::: Records supplied :::

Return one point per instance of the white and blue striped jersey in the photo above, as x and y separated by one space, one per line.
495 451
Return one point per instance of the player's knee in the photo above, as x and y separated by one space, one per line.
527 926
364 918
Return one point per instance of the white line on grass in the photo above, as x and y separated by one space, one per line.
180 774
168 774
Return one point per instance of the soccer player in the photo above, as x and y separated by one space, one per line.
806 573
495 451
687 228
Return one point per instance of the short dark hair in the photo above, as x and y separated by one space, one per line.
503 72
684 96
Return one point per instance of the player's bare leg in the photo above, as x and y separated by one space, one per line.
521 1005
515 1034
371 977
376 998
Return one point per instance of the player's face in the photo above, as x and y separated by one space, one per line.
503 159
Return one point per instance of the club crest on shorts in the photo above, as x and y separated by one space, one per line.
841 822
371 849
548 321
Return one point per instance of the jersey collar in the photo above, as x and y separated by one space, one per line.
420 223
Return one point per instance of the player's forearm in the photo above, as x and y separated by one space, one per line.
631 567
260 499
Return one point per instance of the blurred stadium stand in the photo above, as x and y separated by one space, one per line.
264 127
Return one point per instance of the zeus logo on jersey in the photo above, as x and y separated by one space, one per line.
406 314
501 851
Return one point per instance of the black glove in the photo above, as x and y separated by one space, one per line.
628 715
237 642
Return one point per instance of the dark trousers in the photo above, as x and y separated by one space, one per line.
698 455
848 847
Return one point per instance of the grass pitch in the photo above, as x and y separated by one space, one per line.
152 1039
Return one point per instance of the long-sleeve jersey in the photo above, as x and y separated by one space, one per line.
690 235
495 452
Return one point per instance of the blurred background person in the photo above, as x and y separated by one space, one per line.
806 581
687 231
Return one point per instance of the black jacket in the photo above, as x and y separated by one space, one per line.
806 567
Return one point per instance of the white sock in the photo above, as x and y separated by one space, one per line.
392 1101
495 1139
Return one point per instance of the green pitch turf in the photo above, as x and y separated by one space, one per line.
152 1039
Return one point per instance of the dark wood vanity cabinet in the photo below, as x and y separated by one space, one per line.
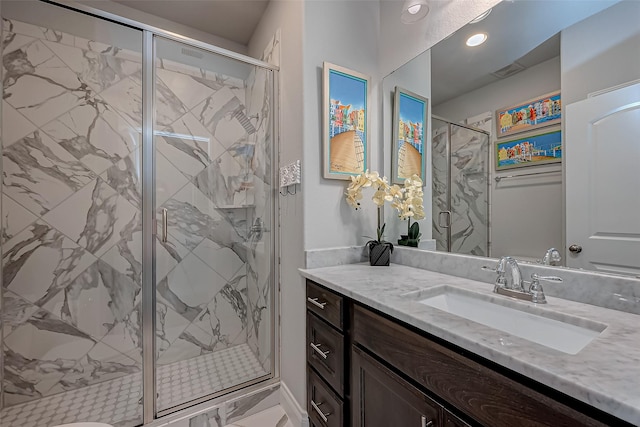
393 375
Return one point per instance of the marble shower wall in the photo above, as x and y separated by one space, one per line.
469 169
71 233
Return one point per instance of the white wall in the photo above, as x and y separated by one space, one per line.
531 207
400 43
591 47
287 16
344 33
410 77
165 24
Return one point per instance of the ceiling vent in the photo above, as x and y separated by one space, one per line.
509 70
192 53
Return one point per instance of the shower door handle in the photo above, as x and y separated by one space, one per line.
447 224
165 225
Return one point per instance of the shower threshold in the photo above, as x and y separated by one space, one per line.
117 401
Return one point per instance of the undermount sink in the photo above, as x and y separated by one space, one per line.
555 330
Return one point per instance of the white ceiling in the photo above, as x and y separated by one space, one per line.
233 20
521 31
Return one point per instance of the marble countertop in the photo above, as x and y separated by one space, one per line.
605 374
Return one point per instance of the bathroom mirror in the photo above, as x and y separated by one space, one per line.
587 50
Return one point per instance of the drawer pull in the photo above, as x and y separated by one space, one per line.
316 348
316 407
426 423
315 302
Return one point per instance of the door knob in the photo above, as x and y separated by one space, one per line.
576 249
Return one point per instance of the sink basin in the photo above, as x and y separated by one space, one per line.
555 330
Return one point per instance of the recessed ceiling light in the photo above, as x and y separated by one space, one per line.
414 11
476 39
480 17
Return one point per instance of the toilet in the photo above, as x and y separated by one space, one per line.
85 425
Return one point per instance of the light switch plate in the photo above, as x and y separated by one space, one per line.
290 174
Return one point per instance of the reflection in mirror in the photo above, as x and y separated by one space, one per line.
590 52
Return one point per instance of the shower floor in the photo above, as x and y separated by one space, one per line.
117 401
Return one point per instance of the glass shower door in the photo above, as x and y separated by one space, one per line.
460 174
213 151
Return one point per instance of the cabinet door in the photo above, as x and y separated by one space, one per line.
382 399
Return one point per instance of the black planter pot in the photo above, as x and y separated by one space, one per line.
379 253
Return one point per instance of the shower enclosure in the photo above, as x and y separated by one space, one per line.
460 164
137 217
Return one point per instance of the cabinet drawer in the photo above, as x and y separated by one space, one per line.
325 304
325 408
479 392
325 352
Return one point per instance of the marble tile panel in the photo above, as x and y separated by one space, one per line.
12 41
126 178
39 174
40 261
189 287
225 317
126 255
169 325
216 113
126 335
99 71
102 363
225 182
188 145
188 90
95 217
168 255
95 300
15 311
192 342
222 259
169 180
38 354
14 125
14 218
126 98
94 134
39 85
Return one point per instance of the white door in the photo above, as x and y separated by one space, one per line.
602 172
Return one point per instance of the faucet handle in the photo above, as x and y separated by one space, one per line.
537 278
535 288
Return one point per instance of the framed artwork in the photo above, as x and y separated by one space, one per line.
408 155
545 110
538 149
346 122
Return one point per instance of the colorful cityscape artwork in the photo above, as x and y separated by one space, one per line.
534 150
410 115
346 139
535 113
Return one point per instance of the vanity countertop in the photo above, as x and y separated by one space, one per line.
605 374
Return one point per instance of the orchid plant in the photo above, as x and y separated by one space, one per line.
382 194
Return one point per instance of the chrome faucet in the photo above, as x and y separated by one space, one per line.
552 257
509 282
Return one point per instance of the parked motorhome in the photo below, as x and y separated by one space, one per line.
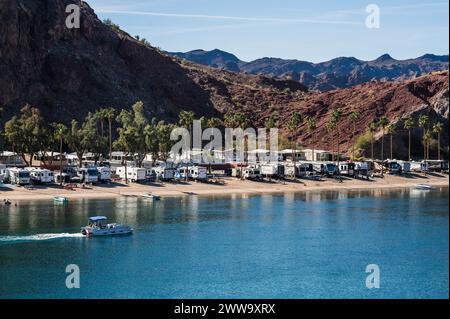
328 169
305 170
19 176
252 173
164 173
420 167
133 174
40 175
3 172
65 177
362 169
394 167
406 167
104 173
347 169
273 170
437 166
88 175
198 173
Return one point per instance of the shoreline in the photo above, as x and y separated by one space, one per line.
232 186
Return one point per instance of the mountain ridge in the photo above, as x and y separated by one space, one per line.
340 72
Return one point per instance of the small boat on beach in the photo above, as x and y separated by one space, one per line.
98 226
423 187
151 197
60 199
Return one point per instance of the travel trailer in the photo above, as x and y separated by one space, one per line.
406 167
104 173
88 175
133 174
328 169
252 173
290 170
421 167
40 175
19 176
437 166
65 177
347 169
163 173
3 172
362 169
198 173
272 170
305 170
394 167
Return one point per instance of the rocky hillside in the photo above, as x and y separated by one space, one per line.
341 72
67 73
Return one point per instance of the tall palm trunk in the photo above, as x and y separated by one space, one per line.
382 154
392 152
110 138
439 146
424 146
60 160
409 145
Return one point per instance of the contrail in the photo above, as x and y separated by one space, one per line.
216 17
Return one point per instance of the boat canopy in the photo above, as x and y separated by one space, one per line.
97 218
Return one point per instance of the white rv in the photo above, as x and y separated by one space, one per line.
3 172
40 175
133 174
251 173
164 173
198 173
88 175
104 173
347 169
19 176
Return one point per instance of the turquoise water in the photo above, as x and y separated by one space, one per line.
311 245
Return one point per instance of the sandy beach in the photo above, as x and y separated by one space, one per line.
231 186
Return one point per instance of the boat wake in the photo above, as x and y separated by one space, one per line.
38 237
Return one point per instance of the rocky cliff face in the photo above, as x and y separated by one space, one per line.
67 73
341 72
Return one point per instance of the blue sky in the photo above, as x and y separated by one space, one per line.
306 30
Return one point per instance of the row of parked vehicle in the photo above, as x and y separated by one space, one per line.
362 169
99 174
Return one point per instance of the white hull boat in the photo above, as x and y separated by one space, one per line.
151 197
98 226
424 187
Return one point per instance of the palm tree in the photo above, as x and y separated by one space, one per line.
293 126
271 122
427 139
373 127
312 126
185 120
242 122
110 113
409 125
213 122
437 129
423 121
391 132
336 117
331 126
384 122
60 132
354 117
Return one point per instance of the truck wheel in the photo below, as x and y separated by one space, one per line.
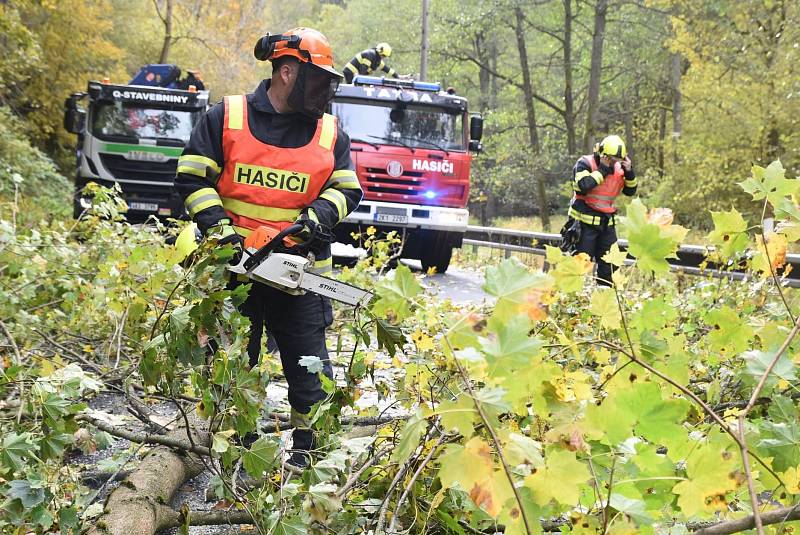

:::

[Task statement] From the material above, set down each entry exactly, but exclude the pictures.

[Answer space]
Return one point per instance of the white and blue striped jersey in the photo above, as x and y separated by one space, one per line.
495 451
Return one point per instance of the player's knee in the photo above, as x and y separated by one space, one per line.
527 926
364 918
Return one point per instance of the white line on grass in the photo above, as x and y separated by one space, one per line.
180 774
168 774
Return one point per instance of the soccer player in the photo above, as x and y separated by one space, one per line.
806 573
495 451
687 228
Return one point per instance of the short dark hair in the photo above, as x and y separated by one space, one per line.
503 72
684 96
Return one point per instance of the player's bare leg in the photo above, as x and y separated by one space, one per line.
521 1005
515 1034
371 977
376 998
Return one point per instance of the player's face in the photo above, as x and y separated by one space, one per line.
503 159
Return one point per instance of the club crest on shorts in the photo above, as x and y separated by one space, one per line.
841 822
371 849
548 321
Return one point per instance of the jersey collar in the photo above, as x and y separated by one space, one per line.
420 223
Return one point per instance of the player's forearm in the photo above, as x and y separated by one space, one per line.
631 567
260 499
Return one point per instance of the blurred stadium stand in the photo above, as x and y separated by one space, one per line.
264 127
Return one point per instance of the zeus logo on jersey in the photo above, as x and y separated by one space, one per line.
406 314
501 851
Return one point per instance of the black glove in the photo above, as x and y separated by one space, one per line.
628 715
237 642
Return one point per instance of the dark trousers in the photo above, as x and y separated by one space, one per line.
698 455
848 847
Return one point per instance of the grass pitch in the photo above, as x and y separated by one space, one per line.
152 1039
Return one point per instance of the long-sleeve jersey in the photo above, as x and y separated by one space, one per line.
690 235
495 452
Return one point per instance of the blurred background person in the photo above, as x and y separated by one space, one per line.
806 581
687 231
Return one point per instance of the black jacket in the photo above, as x and y separated by one space, one per line.
806 567
Return one point per instance of the white sock in the photo above, as x and y separated by one space, one per line.
392 1101
495 1139
Return one point per instance of the green pitch turf in the photo above, as x and y separated by one space, one per line.
152 1039
Return one point per instance of the dark wood vanity cabinet in the photo below, as x and y separated by one space, one per line.
393 375
Return one point per instance of the marble shower wall in the photo above, as x and y separated by one space, one per line.
469 169
71 233
Return one point per instance of the white wall in the photo above, as x and y separated by one space, one per line.
531 207
400 43
591 47
287 16
344 33
410 77
165 24
Return one point per instance of the ceiling vent in the photo above, as x and y separated by one space, one per line.
509 70
192 53
Return one point per instance of the shower door handle in the photo above, as x and y separated by one space, one per line.
447 224
165 225
Return one point per instance of the shower threshold in the photo above, as x and y separated by one space, one per line.
117 401
Return one point per instance of the undermount sink in the photo above, as x and y separated by one space, one per line.
555 330
Return one point per instance of the white ceiling in the photo above, as x and y separated by one space, one per line.
233 20
521 31
Return one point per instance of the marble countertop in the photo above, as x and y separated by one space, one per line.
605 374
Return one point per instance of the bathroom mirror in the photo above, as x and y separated by one space, one per line.
587 50
Return one point per instance of the drawer pull in the photo above, as x and y separated by one space, one per line.
316 348
316 407
426 423
315 302
Return one point per instance of the door knob in the photo above, as x and y separated by one space, one per line.
576 249
Return one point per instance of the sink basin in the photo above, as x and y separated by one space, one per line.
555 330
Return one point per instance of the recessed ceiling light in the photo above, as x and y separated by one space, one per line.
414 11
476 39
480 17
Return one point per instance of the toilet in the photo above, as x and y separated by one space, one per line.
85 425
Return one point per instance of the light switch plate in the photo above, as x and y separated by one space, one per line.
290 174
Return one point per instance of the reflection in mirror in the photo above, as x and y separated by one space, one per line.
590 52
Return one point per instance of the shower floor in the photo above, as x and y separated by one space, one per line.
117 401
Return one point per instance of the glass shower door in the photo above, as x and y separated by one space, one per line.
460 174
213 151
Return one point per instance of the cabinet door in the photo above, as x and y separated by one space, one per line.
382 399
Return one point per instance of the black planter pot in the photo above, as x and y separated by one space, one per line.
379 253
Return one point per instance of the shower enclosure in the photo above, as x and y separated by one space, one per line.
460 164
137 217
Return one point per instance of the cabinet drawer in the photo above, as x and y separated by one space, one per line.
325 304
325 408
479 392
325 352
Return one point per instance of the marble tile panel in the photo above, as x and y separated by one space, one per line.
12 41
126 178
39 174
40 261
189 287
225 317
126 255
169 325
216 113
126 335
99 71
102 363
225 182
188 145
188 90
95 217
168 255
95 300
15 311
192 342
222 259
169 180
38 354
14 125
14 218
126 98
94 134
39 85
Return one point per instance of the white door in the photo above, as x and y separated by one space, one per line.
602 172
Return one point per instance of the faucet handle in the photo above, as x and y separated by one space, one per line.
537 278
535 288
Return one point per instance of the framed artwork in the photo above, as x and y separated by one space, one per line.
408 155
545 110
538 149
346 122
Return one point per instance of the colorful cityscape artwork in the photo above, as x and y separated by one space, one per line.
534 150
410 115
346 139
535 113
Return one point per instance of the vanity countertop in the photo above, as x and y separated by one space, one per line.
605 374
Return one point per instance of the orchid plant in the photo above, as x and y separated by one space, one per line.
382 194
Return one point per instance of the chrome faucet in the photo above, as x and y separated by one space, one per line.
552 257
509 282
Return one point per instance of the parked motorhome in the photo below, as x and y separated by one space, one per line.
328 169
305 170
19 176
252 173
164 173
420 167
133 174
40 175
3 172
65 177
362 169
394 167
406 167
104 173
347 169
273 170
437 166
88 175
198 173
Return one point per instance of the shoreline in the photo above, as x and y separated by one space, one per line.
232 186
Return one point per instance of the mountain ridge in the photo above, as x and y separated by one space, one per line.
340 72
Return one point per instance of the small boat on beach in the photo above, as x and y separated by one space, one per line.
98 226
423 187
151 197
60 199
Return one point per instance of the travel trailer in the photo above, as x and y separated by one space, one per line.
406 167
104 173
88 175
133 174
328 169
252 173
290 170
421 167
40 175
19 176
437 166
65 177
347 169
163 173
3 172
362 169
198 173
272 170
305 170
394 167
Return one point per instance of the rocky hillside in the photo above, as x and y separated by one space, one per line.
341 72
67 73
Return one point per instance of the tall palm trunk in the photo above, as x and y separated by one space, one per line.
382 154
392 152
110 138
439 146
424 146
60 160
409 145
Return one point per instance of the contrail in the photo above, as x and y separated by one space, one per line.
216 17
Return one point per instance of the boat canopy in the photo above, as x and y separated by one space, one per line.
97 218
Return one point per instance of the white rv in the photo above, as x and y separated by one space, one per line.
3 172
40 175
133 174
251 173
164 173
198 173
88 175
104 173
347 169
19 176
Return one point per instance of the turquoise water in the photo above, as x and y separated by one space, one per line.
311 245
Return one point per instance of the sandy beach in the photo above, as x and y separated by one space, one per line.
231 186
Return one point per instance of the boat wake in the photo above, as x and y separated by one space, one per line.
38 237
Return one point per instance of the rocky cliff face in the photo above, as x and y separated by one space, one per line.
67 73
341 72
Return one point per instance of the blue sky in the photo above, as x and y separated by one space, one per line.
306 30
Return one point per instance of the row of parked vehicle in the photo above, as x and y separated by one space, one per line.
362 169
99 174
Return one point per instance of the white hull boat in the photo above, as x and y separated by one space, one per line.
151 197
98 226
424 187
Return one point per instance of the palm tree in the photo above, as x and y separated by one space, one per line.
293 126
271 122
427 139
373 127
312 126
185 120
242 122
110 113
409 125
213 122
437 129
423 121
391 132
336 117
331 126
384 122
60 132
354 117
Return one point per instance of the truck wheel in the photo below, as x and y separated by one space, one per line.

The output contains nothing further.